Copy every item below word for word, leaving out the pictures.

— start Extracted material —

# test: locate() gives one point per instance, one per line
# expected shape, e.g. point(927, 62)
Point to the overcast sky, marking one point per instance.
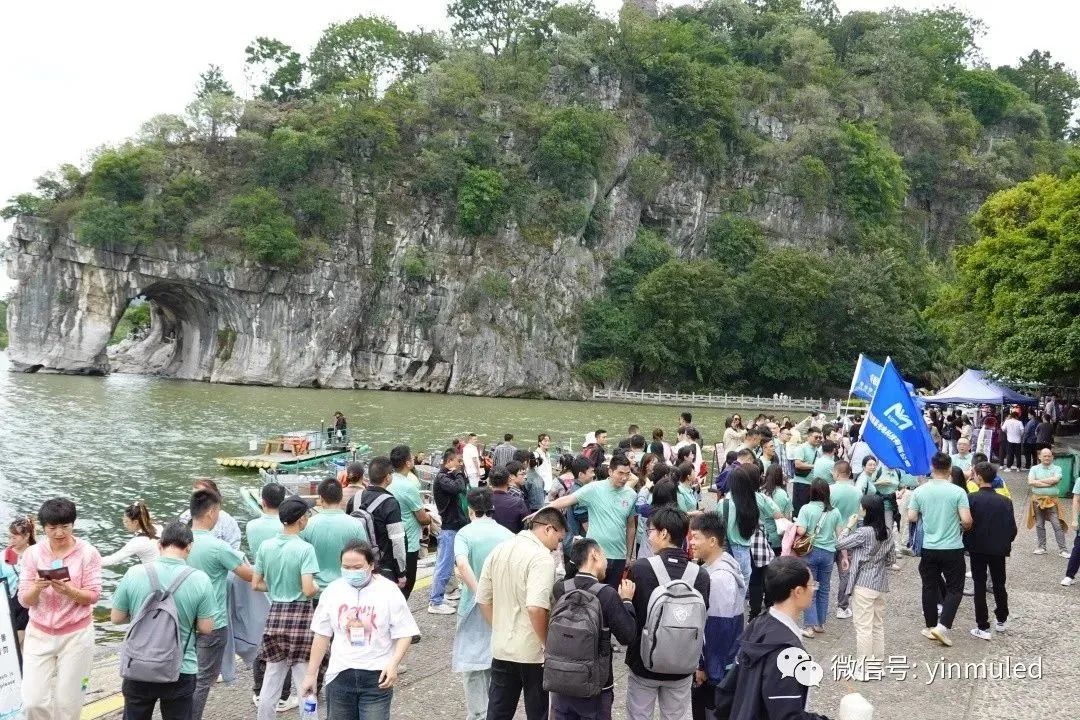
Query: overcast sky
point(85, 73)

— end Extracted material —

Response —
# test: locate() gives one point per instance, one per line
# expected shape, e.g. point(927, 62)
Point to the overcast sky, marking one point per instance.
Query: overcast sky
point(85, 73)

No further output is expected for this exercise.